REQUIRED WORK
Would you print each of the entries below precisely as given?

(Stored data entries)

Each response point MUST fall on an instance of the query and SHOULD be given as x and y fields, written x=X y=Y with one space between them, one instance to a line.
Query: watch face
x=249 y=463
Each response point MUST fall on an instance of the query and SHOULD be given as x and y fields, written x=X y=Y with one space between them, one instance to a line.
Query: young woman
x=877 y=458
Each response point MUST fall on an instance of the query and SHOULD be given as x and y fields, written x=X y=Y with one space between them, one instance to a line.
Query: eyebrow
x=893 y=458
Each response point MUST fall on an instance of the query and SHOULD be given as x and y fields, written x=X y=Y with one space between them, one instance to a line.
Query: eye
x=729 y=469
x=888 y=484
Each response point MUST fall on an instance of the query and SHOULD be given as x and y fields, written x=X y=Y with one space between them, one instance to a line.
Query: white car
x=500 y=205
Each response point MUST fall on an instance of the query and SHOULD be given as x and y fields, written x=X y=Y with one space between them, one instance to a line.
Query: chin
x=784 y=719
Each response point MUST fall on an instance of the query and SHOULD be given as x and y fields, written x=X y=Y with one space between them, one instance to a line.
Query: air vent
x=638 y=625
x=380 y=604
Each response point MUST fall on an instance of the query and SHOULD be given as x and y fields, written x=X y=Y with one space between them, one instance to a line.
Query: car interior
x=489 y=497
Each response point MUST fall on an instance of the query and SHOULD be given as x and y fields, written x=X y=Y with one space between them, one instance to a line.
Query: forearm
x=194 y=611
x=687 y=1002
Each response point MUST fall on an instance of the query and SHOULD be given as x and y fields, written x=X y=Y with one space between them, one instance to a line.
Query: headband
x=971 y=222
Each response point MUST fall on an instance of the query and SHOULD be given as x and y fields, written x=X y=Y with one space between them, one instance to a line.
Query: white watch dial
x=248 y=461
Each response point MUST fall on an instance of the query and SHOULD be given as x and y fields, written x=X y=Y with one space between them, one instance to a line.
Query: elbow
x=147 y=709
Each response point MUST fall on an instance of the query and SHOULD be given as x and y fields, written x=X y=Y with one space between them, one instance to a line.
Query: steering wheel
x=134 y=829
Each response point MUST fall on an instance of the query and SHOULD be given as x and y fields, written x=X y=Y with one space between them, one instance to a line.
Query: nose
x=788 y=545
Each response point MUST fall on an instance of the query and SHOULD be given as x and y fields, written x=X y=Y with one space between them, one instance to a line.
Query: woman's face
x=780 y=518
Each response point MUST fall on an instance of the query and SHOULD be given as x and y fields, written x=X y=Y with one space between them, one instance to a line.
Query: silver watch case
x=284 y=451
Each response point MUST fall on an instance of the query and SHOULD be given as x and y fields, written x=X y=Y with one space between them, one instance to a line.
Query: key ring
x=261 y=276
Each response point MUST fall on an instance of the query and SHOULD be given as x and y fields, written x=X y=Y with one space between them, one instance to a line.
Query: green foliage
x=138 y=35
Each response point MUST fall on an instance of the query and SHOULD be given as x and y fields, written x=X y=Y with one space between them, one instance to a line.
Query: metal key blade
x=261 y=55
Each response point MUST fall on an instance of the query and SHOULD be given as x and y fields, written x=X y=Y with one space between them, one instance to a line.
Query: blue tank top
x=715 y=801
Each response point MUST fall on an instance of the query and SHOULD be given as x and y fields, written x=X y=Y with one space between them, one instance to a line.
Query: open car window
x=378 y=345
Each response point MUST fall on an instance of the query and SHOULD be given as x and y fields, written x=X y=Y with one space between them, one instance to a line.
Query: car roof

SOLUTION FOR THIS TASK
Each response point MUST fall on an instance of the query and SHOULD be given as x and y fields, written x=X y=Y with one space between them, one instance to a line.
Query: watch face
x=249 y=463
Each response point MUST fall on an instance of the query and SHOULD be given as x and y fields, written x=X y=Y with one space between them, one instance to a line.
Query: young woman
x=877 y=458
Each response point MUST fall on an instance of the query and SHOULD be given as x and y fields, written x=X y=Y with one space between them, one instance to a line.
Query: eyebrow
x=893 y=458
Each response point MUST fall on an instance of the query and SHOULD be given as x and y fields, written x=X y=Y with one space between them, one instance to a line.
Query: eye
x=729 y=469
x=888 y=484
Each response point MUST fall on an instance of the query and SHOULD be given as x and y fields, written x=X y=Y with one space between them, one instance to a line.
Query: white car
x=500 y=205
Each response point MUST fall on an instance of the query and SHOULD be given as x and y fields, written x=X y=Y with one space between them, one instance to a line.
Query: chin
x=784 y=719
Each response point MUST fall on an instance of the query and SHOULD be given as x and y fields, written x=X y=Y with one space between them, one instance to a line.
Query: air vent
x=638 y=625
x=380 y=604
Each response point MUST fall on an instance of the query and SHOULD be given as x and y fields, written x=X y=Y with one space between them, one instance to a line.
Query: car interior
x=489 y=497
Each response point MUST fall on an instance of the query and SHOULD be given as x and y fields, written x=X y=Y with one space between them, one instance to a line.
Query: forearm
x=194 y=611
x=687 y=1002
Each response point MUST fall on an instance of the query and SHOULD be given as x and y fields, written x=X y=Y with one space between them, one instance to a line.
Query: headband
x=971 y=222
Each response point MUST fall on an instance of the query and SHOULD be given as x and y fields, written x=X y=Y with one space between them, one instance to a line.
Query: white watch dial
x=248 y=461
Each response point MUST fall on an instance of the query and SHOULD be given as x and y fields, written x=X y=Y with one space between them, one instance to a line.
Query: elbow
x=147 y=709
Each response point MUST fall on an instance of the query and SHOULD be given as x and y fields, written x=X y=Y with one space between them, one instance to a line.
Query: steering wheel
x=134 y=829
Each response point MUST fall on an instance of the query and SHOULD be given as x and y fields, written x=X y=Y with one space between them, one instance to a line.
Query: nose
x=788 y=545
Each response point MUST fall on an instance of the query and SHOULD be given as x and y fields, written x=X y=Y with one space between them, one instance to a line.
Query: woman's face
x=780 y=518
Each response point MUST fall on an instance of the query and SHOULD be given as x and y fields, written x=X y=Y with one space between them, one instance to a line.
Query: silver watch case
x=284 y=451
Each response point MUST fall on an instance of the query and SHOULD be given as x and y fields, written x=X y=Y with one space between them, one instance to a line.
Query: key ring
x=261 y=276
Each response point MUST fall on an instance of the query and SHOULD be given as x and y fields, written x=X y=Y with one space between them, one instance to a line.
Query: green foliage
x=138 y=35
Each response point MUST fall on an instance of the query and SHOULD be given as x and y fields, written x=X y=Y with one space between them, one instance to a line.
Query: metal key blade
x=261 y=55
Each response point MUST fall on an instance of the query and SHOULD be given as x and y fields, written x=X y=Y with one space between them, one instance to a line.
Query: blue tank top
x=715 y=801
Each response point MUST fall on an instance of the query and SHOULD be given as x and y fields, written x=X y=Y with one space between them, one instance to a line.
Query: open car window
x=378 y=345
Each response point MUST fall on an instance of the query and SHOULD be given as x and y fields, written x=X y=Y with one space between them, one instance to a line.
Query: car roof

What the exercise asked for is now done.